● Exercise details: Would you set down every entry shown below, precisely as written?

** Begin **

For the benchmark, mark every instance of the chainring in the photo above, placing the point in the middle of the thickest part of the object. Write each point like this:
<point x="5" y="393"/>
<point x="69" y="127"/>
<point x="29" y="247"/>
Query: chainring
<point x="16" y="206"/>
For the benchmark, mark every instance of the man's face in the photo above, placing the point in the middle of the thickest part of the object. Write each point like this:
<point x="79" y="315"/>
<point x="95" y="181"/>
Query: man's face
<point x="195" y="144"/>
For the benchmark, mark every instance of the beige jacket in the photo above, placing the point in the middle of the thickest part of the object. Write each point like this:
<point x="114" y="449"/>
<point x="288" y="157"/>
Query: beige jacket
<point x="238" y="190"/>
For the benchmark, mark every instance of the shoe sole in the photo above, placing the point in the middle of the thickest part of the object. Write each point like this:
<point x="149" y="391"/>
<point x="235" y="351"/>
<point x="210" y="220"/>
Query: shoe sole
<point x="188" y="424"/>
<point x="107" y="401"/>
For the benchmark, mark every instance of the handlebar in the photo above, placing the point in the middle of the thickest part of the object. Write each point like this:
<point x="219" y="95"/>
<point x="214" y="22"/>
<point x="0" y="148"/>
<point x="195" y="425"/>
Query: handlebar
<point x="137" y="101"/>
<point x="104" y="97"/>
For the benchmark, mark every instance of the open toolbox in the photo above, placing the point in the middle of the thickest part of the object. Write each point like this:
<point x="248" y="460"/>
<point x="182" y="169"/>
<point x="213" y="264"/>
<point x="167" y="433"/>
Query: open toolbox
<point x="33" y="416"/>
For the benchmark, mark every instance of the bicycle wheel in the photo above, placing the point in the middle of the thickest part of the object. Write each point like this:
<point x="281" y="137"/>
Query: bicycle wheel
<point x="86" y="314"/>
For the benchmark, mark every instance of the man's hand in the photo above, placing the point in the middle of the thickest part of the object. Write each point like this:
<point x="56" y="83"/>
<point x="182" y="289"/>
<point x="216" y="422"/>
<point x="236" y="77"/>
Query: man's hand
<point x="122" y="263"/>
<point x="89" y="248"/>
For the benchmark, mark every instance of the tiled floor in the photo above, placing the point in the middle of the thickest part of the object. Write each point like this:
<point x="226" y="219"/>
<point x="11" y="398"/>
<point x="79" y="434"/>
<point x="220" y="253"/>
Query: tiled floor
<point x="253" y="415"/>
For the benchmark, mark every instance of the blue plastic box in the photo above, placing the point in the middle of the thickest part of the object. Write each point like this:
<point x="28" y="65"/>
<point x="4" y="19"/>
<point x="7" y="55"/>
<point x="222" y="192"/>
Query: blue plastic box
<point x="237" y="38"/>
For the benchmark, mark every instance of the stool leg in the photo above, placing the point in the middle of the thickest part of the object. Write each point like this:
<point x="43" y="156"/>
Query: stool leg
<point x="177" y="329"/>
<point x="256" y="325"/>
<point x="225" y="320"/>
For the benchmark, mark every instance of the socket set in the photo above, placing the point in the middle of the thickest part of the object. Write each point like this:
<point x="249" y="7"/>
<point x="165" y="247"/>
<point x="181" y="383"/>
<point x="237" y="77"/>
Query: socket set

** End **

● Response:
For the benchmark, mark every instance of the chainring in the photo above, placing the point in the middle of the thickest part of the object. Write each point like this:
<point x="5" y="393"/>
<point x="69" y="127"/>
<point x="29" y="247"/>
Query: chainring
<point x="16" y="206"/>
For the benchmark, mark every instance of the man's face in the photo above, placing the point in the middle of the thickest part of the object. Write each point like this:
<point x="79" y="315"/>
<point x="95" y="181"/>
Query: man's face
<point x="195" y="144"/>
For the benchmark, mark every instance of the beige jacket in the photo above, placing the point in the middle of the thickest part of the object. Write each point like this:
<point x="114" y="449"/>
<point x="288" y="157"/>
Query: beige jacket
<point x="238" y="190"/>
For the benchmark, mark every instance of the shoe sole in the photo above, placing the point in the middle of the thickest part of the object. Write each point like this:
<point x="149" y="391"/>
<point x="235" y="351"/>
<point x="210" y="220"/>
Query: shoe sole
<point x="188" y="424"/>
<point x="107" y="401"/>
For the benchmark, mark every instance of the handlebar in the photo above, placing the point in the middle of the thickest part of the object. Write each point like this:
<point x="219" y="95"/>
<point x="214" y="22"/>
<point x="0" y="148"/>
<point x="195" y="425"/>
Query: handlebar
<point x="137" y="101"/>
<point x="104" y="97"/>
For the benchmark, mark every instance of the open toolbox in the photo above, placing the point in the middle of the thickest part of the object. Write each point like this:
<point x="248" y="460"/>
<point x="182" y="169"/>
<point x="213" y="264"/>
<point x="167" y="433"/>
Query: open toolbox
<point x="33" y="416"/>
For the benchmark, mark every instance of the bicycle wheel in the photo above, placing the point in the middle of the thickest part of the object. Write each point like this:
<point x="281" y="137"/>
Query: bicycle wheel
<point x="86" y="314"/>
For the benchmark, mark every instance of the man's hand in the photo above, placing the point in the middle of the thickest part of the object. Write each point like this:
<point x="56" y="83"/>
<point x="182" y="289"/>
<point x="216" y="422"/>
<point x="236" y="77"/>
Query: man's hand
<point x="122" y="263"/>
<point x="89" y="248"/>
For the benchmark, mark every instance of the tiled floor in the photo above, placing the point in the middle of the thickest part of the object. Write each point like this:
<point x="226" y="219"/>
<point x="11" y="398"/>
<point x="79" y="434"/>
<point x="220" y="253"/>
Query: tiled floor
<point x="253" y="415"/>
For the benchmark, mark every instance of the blue plastic box in the photo above, placing the point in the middle of the thickest part of the object. Write each point like this:
<point x="28" y="65"/>
<point x="4" y="19"/>
<point x="7" y="55"/>
<point x="222" y="192"/>
Query: blue plastic box
<point x="237" y="38"/>
For the benchmark, mark every instance of the stool leg in the photo above, placing the point in the middle of the thickest part of the object. Write each point like this:
<point x="43" y="156"/>
Query: stool leg
<point x="177" y="329"/>
<point x="256" y="325"/>
<point x="225" y="320"/>
For the benchmark, mark every instance of the socket set in the photo above, placing the point in the middle of the thickest part of the object. Write each point like this:
<point x="249" y="7"/>
<point x="165" y="247"/>
<point x="181" y="383"/>
<point x="237" y="77"/>
Query: socket set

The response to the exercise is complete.